--- Extracto ---

Algunas personas incluso nos perturban al ver sus rostros, tan estirados, artificiales, hinchados y carentes de armonía; cuerpos moldeados por silicona, anabólicos y ejercicio excesivo para definir sus músculos.
¡Algunos casos son incluso aterradores! Personas que se deforman y se transforman en otras, rompiendo el ciclo natural del envejecimiento.
Por supuesto, cada quien se cuida como mejor le parece; sin embargo, la lucha y los gastos exorbitantes en tratamientos de belleza para intentar encontrar el “elixir de la eterna juventud” no es autocuidado, sino aferrarse a algo que se escapa de las manos y huir de la parte más gratificante de la vida.
Hay quienes suben demasiado de peso por comer descontroladamente y quienes lo pierden demasiado por la anorexia, que es la otra cara del vicio de la gula. Hay quienes se esfuerzan al máximo y quienes se autodestruyen en vicios, viviendo en la inmundicia, totalmente descuidados con su apariencia y salud, pareciéndose más a animales que a seres humanos.
Del mismo modo, hay quienes dañan su cuerpo con el exceso de trabajo y quienes lo relajan entregándose a la pereza.
El cuidado del alma
Hasta ahora solo hemos hablado del cuerpo, y este artículo podría parecer un artículo de revista de moda, pero nada más lejos de la realidad. Nuestro objetivo es hablar del alma y el cuidado que requiere. Después de todo, como dijo San Pablo: «¿Acaso no saben que su cuerpo es templo del Espíritu Santo, quien está en ustedes y al que han recibido de Dios? Ustedes no se pertenecen a sí mismos» (1 Cor 6, 19).
Esto es muy importante porque, al ser templos del Espíritu Santo, debemos cuidar este templo, es decir, cuidarnos a nosotros mismos.
Este cuidado debe comenzar internamente y se reflejará externamente porque, al cuidar nuestro interior, automáticamente cuidaremos bien nuestro exterior, sin darle más importancia de la que merece.
Así, cumplimos lo que dice San Pablo en el siguiente versículo: «Por lo tanto, glorifiquen a Dios con su cuerpo» (1 Cor 6, 20).
Sin embargo, si nos preocupamos más por lo exterior, ni este ni nuestro ser interior estarán bien cuidados.

--- Filas de datos ---

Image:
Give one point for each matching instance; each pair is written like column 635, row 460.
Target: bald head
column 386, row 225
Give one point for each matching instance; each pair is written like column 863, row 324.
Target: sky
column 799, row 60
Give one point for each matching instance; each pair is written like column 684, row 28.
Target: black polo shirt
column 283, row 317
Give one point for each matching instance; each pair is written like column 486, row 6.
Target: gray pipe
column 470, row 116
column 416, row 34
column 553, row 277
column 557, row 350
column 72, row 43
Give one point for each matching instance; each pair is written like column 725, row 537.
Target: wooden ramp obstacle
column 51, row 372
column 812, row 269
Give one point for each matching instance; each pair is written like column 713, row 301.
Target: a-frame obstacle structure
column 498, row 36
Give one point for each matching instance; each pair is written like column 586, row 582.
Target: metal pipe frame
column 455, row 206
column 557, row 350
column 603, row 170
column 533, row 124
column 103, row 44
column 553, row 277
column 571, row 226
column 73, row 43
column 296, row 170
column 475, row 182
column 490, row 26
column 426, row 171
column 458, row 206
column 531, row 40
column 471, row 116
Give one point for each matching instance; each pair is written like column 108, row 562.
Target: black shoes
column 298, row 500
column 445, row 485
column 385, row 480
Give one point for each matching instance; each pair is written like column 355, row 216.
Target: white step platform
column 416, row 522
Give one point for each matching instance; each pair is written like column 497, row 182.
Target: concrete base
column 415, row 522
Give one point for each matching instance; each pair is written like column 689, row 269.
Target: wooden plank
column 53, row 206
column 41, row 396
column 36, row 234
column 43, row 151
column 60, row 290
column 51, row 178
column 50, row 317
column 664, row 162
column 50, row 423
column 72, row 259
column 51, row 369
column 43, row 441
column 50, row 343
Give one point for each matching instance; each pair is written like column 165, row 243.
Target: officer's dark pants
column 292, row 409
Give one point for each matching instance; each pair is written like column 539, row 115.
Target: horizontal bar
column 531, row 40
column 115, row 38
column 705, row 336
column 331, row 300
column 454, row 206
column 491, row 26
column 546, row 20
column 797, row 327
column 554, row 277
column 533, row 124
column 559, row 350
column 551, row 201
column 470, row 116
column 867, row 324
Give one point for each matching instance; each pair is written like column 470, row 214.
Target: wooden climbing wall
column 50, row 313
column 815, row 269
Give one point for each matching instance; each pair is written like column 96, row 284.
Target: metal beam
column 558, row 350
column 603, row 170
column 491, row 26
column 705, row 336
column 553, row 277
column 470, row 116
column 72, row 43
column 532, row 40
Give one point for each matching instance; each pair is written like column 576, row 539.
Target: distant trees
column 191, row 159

---

Contesta con datos del extracto:
1. ¿De qué vicio es la anorexia la otra cara?
2. ¿Qué cita bíblica acompaña la frase de San Pablo sobre el cuerpo como templo del Espíritu Santo?
3. ¿Dónde debe comenzar el cuidado de uno mismo?

1. De la gula.
2. 1 Cor 6, 19.
3. Internamente.